**DOKUMENT:**
>>>
Ausgangspunkt des Buches, das eine Reihe von Studien zusammenfasst, die in Verbindung mit dem Münchener Teilprojekt „Herrschernatur(en). Verkörperungen von Herrschaft im Übergang vom Spätmittelalter zur Frühen Neuzeit“ stehen, ist die Überlegung, dass sich Machtsysteme nicht aus sich selbst heraus erklären, sondern sich vielmehr begründen müssten.1 Sie seien prinzipiell labil und, diachron wie synchron betrachtet, dem steten historischen Wandel ausgesetzt. Auch trügen sie Unfertiges in sich oder wie Kagerer sagt: „den Moment des Entwurfs“. Deswegen bedürften sie sogenannter „Selbstsymbolisierungen“ (S. 3). Erst in unterschiedlichen textuellen wie visuellen Entwürfen – oder der Kombination beider mit je eigenen Schwerpunktsetzungen – sowie in kulturell je spezifischen Mechanismen und narrativen Dispositiven, wie beispielsweise Geltungsgeschichten, könnten Machtsysteme für sich Legitimität generieren. Eine besondere Rolle im Rahmen der Machtsicherung komme dabei dem in Text und Bild zur Schau gestellten Körper des Mächtigen zu. Er sei zur „Realisierung von Macht das entscheidende Instrument“ (S. 18). Auch der kranke oder beschädigte königliche Körper habe in diesem Sinne auf wichtige Weise funktionalisiert werden können (S. 120f.).
<<<
**ANGEZEIGTE INFORMATIONEN:**
>>>
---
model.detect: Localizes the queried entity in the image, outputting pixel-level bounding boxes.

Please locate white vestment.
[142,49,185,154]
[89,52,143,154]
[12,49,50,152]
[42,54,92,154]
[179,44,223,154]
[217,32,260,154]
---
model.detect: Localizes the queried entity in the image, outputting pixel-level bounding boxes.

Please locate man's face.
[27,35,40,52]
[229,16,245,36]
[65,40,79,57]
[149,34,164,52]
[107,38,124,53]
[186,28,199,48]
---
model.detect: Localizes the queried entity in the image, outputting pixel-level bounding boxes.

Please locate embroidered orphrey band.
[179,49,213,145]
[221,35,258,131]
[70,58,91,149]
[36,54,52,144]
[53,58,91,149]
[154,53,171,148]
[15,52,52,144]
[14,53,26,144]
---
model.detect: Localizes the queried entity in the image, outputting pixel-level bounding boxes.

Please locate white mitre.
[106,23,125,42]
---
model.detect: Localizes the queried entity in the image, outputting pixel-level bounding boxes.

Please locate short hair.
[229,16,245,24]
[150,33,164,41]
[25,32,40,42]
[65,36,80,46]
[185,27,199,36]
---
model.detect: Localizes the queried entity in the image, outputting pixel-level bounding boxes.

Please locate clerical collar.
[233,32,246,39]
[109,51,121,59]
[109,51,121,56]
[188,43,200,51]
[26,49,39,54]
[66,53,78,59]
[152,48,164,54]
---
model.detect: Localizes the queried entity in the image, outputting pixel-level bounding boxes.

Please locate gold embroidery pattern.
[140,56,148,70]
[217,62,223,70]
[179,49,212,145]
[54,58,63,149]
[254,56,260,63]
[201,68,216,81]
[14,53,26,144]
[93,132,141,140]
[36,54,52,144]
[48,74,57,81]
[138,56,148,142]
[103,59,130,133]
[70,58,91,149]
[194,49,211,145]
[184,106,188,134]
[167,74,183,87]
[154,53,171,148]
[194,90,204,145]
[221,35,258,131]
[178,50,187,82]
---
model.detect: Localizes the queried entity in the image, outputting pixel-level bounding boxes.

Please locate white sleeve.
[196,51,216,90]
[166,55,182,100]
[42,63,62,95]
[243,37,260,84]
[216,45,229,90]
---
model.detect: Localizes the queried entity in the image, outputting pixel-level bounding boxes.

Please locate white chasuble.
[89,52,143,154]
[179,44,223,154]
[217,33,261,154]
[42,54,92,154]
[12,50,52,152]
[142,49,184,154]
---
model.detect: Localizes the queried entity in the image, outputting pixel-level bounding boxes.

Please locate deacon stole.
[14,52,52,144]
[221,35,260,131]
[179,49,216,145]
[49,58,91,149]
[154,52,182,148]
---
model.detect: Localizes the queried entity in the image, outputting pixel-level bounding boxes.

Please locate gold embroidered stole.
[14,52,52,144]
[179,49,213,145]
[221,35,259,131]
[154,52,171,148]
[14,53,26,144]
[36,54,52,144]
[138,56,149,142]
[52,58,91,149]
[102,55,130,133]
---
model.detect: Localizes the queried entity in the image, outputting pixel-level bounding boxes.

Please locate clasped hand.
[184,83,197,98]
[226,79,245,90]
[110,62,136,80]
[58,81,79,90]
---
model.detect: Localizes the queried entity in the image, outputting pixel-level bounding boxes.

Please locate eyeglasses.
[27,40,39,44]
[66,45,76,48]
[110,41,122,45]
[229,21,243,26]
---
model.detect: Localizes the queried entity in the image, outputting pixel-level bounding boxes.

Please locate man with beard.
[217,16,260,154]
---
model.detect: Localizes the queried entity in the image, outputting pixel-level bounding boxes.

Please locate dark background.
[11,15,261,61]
<<<
**AUFGABE:** Erläutern Sie in ein bis drei Sätzen, weshalb Machtsysteme nach dem Dokument „Selbstsymbolisierungen“ benötigen. Das Material ist eigenständig und vom Dokument getrennt zu betrachten.

**ERWARTETE AUSGABE:** Machtsysteme gelten als prinzipiell labil und sind diachron wie synchron dem steten historischen Wandel ausgesetzt. Zudem tragen sie Unfertiges in sich, mit Kagerer „den Moment des Entwurfs“. Deswegen bedürfen sie sogenannter „Selbstsymbolisierungen“.